(Point annotation records)

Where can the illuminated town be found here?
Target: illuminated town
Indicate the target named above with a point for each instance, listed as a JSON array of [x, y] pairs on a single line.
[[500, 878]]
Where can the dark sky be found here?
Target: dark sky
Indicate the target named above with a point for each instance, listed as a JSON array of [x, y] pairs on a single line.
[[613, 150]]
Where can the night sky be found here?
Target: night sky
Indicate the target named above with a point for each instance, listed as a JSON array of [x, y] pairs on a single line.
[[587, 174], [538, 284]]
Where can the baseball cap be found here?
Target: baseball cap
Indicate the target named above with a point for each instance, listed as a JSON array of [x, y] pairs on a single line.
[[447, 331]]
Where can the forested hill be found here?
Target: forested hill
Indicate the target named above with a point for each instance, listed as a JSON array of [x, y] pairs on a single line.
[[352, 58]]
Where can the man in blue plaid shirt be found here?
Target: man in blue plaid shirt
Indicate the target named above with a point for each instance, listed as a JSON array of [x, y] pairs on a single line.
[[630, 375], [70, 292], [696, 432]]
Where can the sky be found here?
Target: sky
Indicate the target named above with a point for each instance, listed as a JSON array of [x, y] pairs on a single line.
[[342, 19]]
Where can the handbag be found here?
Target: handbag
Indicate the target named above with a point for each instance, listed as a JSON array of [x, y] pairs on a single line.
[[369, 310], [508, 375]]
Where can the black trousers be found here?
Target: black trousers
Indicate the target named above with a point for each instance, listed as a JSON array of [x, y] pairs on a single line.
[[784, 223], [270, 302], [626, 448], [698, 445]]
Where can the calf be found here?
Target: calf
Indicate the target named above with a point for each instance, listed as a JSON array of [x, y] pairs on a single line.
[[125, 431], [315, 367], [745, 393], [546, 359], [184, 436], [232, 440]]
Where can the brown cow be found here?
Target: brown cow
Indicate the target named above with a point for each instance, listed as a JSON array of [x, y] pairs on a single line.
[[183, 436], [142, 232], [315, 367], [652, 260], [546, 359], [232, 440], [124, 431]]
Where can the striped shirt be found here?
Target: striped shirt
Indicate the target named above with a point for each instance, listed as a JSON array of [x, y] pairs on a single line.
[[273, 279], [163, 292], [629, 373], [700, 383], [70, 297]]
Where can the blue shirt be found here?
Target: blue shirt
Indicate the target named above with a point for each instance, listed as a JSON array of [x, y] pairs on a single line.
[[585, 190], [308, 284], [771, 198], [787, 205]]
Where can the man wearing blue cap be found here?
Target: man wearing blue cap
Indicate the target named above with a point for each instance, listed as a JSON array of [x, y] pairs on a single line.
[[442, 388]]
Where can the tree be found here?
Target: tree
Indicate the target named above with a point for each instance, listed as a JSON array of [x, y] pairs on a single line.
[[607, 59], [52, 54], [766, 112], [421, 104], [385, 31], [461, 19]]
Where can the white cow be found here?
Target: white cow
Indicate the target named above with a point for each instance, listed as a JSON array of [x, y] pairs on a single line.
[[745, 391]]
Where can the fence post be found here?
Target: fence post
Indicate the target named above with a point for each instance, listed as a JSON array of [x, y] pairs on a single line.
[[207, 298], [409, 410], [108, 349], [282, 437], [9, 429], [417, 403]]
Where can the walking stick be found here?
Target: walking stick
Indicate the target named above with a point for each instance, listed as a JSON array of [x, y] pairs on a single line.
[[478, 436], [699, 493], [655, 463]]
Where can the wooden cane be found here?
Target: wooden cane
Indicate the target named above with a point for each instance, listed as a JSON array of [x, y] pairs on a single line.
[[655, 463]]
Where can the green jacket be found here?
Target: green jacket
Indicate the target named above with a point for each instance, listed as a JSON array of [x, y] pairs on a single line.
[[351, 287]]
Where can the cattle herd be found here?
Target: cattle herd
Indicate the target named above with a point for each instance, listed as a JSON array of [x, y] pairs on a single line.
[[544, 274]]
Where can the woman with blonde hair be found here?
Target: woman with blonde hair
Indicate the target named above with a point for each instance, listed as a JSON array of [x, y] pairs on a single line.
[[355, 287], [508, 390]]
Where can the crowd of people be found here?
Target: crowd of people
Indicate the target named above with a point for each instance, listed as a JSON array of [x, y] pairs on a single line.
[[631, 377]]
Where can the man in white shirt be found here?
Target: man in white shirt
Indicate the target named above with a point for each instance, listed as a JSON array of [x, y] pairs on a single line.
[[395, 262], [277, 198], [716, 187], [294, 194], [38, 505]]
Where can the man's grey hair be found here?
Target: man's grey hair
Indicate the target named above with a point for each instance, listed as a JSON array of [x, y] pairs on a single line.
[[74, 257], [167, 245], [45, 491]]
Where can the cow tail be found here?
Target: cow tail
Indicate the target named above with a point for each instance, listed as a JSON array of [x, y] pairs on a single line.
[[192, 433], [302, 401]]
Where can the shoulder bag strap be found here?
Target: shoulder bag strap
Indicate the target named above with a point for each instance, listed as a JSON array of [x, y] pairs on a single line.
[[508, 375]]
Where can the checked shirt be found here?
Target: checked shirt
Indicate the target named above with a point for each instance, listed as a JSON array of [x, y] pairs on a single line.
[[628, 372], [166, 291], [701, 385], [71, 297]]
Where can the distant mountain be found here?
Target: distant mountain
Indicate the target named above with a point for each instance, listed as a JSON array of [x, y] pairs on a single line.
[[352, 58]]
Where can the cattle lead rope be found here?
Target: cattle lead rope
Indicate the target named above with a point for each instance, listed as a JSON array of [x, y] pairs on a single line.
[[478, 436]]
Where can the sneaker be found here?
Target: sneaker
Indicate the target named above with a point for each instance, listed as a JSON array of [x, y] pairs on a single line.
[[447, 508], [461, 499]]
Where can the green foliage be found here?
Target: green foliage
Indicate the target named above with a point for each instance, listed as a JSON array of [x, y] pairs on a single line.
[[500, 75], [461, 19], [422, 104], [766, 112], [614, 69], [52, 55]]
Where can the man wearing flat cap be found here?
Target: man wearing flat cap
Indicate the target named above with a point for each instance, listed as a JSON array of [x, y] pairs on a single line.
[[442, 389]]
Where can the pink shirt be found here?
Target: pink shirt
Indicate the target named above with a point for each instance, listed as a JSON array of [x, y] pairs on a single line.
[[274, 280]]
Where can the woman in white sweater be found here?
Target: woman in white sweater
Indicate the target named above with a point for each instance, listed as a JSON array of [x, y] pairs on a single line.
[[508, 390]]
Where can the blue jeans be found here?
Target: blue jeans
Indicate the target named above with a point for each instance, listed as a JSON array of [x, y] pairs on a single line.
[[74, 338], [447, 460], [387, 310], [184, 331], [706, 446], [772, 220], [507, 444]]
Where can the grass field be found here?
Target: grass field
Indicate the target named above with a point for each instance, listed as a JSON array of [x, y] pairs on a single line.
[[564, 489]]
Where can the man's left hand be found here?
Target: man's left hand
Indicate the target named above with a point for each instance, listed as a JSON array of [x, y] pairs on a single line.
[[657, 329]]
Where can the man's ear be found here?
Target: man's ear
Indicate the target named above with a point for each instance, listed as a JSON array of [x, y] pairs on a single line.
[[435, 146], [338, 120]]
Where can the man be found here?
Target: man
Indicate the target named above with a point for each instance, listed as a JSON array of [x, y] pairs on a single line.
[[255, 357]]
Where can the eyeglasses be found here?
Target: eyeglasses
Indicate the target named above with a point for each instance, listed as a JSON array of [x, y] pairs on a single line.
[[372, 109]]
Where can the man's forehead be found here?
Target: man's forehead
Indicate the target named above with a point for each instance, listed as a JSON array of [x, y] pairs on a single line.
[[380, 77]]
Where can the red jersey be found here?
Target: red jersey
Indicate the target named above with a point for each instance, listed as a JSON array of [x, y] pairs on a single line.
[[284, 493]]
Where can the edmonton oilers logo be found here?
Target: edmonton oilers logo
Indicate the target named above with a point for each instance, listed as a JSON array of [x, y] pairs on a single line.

Exercise directions:
Reproduce verbatim the lines of the listing between the line holding "Where can the man in white" and the line holding "[[508, 375]]", inclusive.

Expected output:
Where can the man in white shirt be found here?
Target: man in white shirt
Indicate the target named above with a point for each instance, listed as a JSON array of [x, y] pairs on a single line.
[[395, 262], [277, 198], [716, 187], [294, 194], [38, 505]]
Where can the man's grey hair be found here?
Target: man's grey hair
Indicate the target named above with a point for each instance, listed as a JSON array of [x, y] pairs on a single line.
[[74, 257], [167, 245], [45, 491]]
Where can the cow tail be found here?
Target: cow tail
Indicate the target named above with a point for each instance, listed as a JSON array of [x, y] pairs on a single line.
[[192, 433], [302, 401]]
Where can the shoulder bag strap be found here?
Target: shoulder bag strap
Indicate the target named above with a point for each instance, listed as a JSON array of [x, y] pairs on a single line.
[[508, 375]]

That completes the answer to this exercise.